(Beginning of Data for this task)

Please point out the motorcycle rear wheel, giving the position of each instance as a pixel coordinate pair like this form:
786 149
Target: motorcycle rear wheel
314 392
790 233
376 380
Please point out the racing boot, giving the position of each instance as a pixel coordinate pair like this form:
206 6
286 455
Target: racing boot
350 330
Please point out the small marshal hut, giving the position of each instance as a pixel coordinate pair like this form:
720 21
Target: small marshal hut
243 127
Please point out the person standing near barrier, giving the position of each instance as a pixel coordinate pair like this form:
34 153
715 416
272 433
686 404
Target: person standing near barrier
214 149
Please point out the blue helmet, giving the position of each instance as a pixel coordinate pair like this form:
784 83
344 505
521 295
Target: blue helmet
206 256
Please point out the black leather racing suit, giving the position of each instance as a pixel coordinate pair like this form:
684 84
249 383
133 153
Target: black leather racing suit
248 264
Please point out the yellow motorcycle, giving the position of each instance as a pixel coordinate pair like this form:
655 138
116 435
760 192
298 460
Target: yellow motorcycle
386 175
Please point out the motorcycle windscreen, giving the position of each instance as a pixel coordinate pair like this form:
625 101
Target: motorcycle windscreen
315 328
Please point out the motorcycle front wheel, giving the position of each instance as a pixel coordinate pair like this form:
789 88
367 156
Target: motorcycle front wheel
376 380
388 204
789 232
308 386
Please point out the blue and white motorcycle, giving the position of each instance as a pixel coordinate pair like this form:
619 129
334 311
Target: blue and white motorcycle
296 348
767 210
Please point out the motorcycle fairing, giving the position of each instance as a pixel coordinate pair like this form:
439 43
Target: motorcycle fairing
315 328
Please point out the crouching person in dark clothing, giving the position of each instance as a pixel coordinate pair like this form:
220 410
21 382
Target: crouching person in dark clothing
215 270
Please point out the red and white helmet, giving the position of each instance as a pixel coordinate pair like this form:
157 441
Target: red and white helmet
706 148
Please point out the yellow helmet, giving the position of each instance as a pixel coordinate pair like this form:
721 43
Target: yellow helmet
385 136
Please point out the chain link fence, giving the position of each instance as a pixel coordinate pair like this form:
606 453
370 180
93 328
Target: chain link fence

(End of Data for this task)

**Exercise instructions:** Write out all the records again, exactly as they appear.

**Completed task:**
Please point out the motorcycle rear wheel, giving the position of each instance as a pixel coordinate pair like this form:
786 149
Target: motorcycle rear wheel
314 392
790 233
376 380
Please point out the racing boot, giving the position of each instance as a pixel coordinate pair like this form:
206 6
286 455
Target: racing boot
350 330
Please point out the small marshal hut, giving the position of each instance as a pixel coordinate pair like this form:
720 21
Target: small marshal hut
243 127
Please point out the person standing near barrier, giving the position of each instance as a pixel coordinate pair like this form:
34 153
715 416
272 433
686 404
Target: person standing near barrier
214 149
Please point out the blue helmet, giving the position of each instance as a pixel coordinate pair like this form:
784 83
344 505
521 295
Target: blue helmet
206 256
Please point out the black leather racing suit, giving the position of each instance as a pixel coordinate pair like this form:
684 84
249 383
133 153
Target: black leather racing suit
248 264
Please point out the yellow motorcycle, giving the position of each instance as a pixel coordinate pair like this form:
655 138
116 435
760 192
298 460
Target: yellow motorcycle
386 175
Please point out the motorcycle windscreen, giving the position of each instance as a pixel coordinate pair like this form:
625 101
Target: motorcycle windscreen
315 328
Please point out the motorcycle front wheel, giving the position of each instance as a pixel coordinate pair like this form:
789 88
367 156
Target: motorcycle front wheel
376 380
388 204
789 232
308 386
Please point out the blue and white motorcycle, giving the position of each instance as a pixel coordinate pair like this form:
619 129
334 311
Target: blue and white motorcycle
296 348
767 210
Please point out the motorcycle fairing, giving the position of each instance as a pixel coordinate pair like this form:
439 43
Target: motorcycle fairing
315 328
Please point out the crouching person in dark clothing, giving the position of each instance as a pixel coordinate pair like this form:
220 410
21 382
Target: crouching person in dark clothing
215 270
Please point out the red and white helmet, giving the position of each instance as a pixel coordinate pair like this form:
157 441
Target: red and white helmet
706 148
Please point out the yellow helmet, giving the position of each instance as a pixel coordinate pair like this form:
721 43
Target: yellow helmet
385 136
Please point out the chain link fence, giving the position of each instance as a pixel coordinate pair like this form:
606 453
370 180
93 328
Target: chain link fence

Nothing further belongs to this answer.